§ Excerpt provided

○ ○ ○ ○ ○ ○ ○

Science: Population Ecology and Growth Models
Exploring how populations change over time
Science: Population Ecology and Growth Models
Exploring how populations change over time
Biology - Grade 9-12
- 1
Define population size and population density. Then explain how they are different.
One term is a total count, and the other includes space.
Population size is the total number of individuals in a population. Population density is the number of individuals living in a certain amount of space. They are different because size counts all individuals, while density describes how crowded the population is in an area or volume. - 2
A rabbit population has abundant food and no major predators. It starts with 40 rabbits and grows rapidly each month. Identify the type of growth model that best fits this situation and explain why.
This situation best fits exponential growth. Exponential growth happens when resources are plentiful and the population grows at an increasingly rapid rate because more individuals are reproducing over time. - 3
Describe carrying capacity in an ecosystem. Give one example of a factor that can affect it.
Think about the maximum number of organisms a habitat can support.
Carrying capacity is the largest population size that an environment can support over time without being damaged. One factor that can affect carrying capacity is food availability, because a habitat can only support as many organisms as its resources allow. - 4
A deer population grows quickly for several years, then slows and levels off near 500 deer. What type of growth curve does this describe, and what does the leveling off mean?
This describes logistic growth, which forms an S-shaped curve. The leveling off means the population is reaching carrying capacity, where limiting factors such as food, space, or disease prevent further long-term growth. - 5
List two density-dependent limiting factors and explain how each can slow population growth.
These factors become stronger as a population gets more crowded.
Two density-dependent limiting factors are disease and competition. Disease can spread more easily in crowded populations, increasing death rates. Competition increases when many individuals need the same food, water, or space, which can reduce survival and reproduction. - 6
List two density-independent limiting factors and explain how each can affect a population.

○ ○ ○ ○ ○ ○ ○

§ Entries provided
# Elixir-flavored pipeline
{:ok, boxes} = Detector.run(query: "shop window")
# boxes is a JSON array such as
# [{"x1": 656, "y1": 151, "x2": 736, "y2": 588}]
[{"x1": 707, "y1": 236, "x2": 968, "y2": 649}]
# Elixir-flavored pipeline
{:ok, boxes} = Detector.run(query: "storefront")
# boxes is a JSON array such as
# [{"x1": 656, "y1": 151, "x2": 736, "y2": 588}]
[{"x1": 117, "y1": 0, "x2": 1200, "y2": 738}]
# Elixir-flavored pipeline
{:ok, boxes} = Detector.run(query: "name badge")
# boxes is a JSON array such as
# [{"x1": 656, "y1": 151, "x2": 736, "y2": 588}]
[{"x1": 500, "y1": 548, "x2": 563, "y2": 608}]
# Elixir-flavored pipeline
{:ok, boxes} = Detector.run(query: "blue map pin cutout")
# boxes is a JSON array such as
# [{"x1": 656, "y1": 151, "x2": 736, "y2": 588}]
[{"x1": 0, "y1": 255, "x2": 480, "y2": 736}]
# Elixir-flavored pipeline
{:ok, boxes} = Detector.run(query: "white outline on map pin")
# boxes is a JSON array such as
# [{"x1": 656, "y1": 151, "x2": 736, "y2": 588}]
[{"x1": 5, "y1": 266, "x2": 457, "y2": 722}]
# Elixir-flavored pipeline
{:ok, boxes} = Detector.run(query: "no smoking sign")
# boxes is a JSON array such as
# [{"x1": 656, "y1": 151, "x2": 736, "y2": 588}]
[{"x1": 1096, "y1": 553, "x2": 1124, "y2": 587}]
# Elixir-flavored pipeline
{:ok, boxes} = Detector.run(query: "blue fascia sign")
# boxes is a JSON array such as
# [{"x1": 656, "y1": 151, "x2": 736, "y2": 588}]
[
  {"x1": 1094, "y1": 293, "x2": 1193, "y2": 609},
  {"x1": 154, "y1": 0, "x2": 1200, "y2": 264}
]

○ ○ ○ ○ ○ ○ ○

§ Task list
1: In the population ecology page, the sentence beginning "Competition increases when" names the things that many individuals may need. List all of them.
2: According to the population ecology page, near what number does the deer population level off?
3: From the population ecology page, reproduce the stretch from "Think about the" through "leveling off mean?".
The rows have no connection to the population ecology page.

§ Outputs for the tasks
1: food, water, space

2: Near 500 deer.

3:
Think about the maximum number of organisms a habitat can support.
Carrying capacity is the largest population size that an environment can support over time without being damaged. One factor that can affect carrying capacity is food availability, because a habitat can only support as many organisms as its resources allow. - 4
A deer population grows quickly for several years, then slows and levels off near 500 deer. What type of growth curve does this describe, and what does the leveling off mean?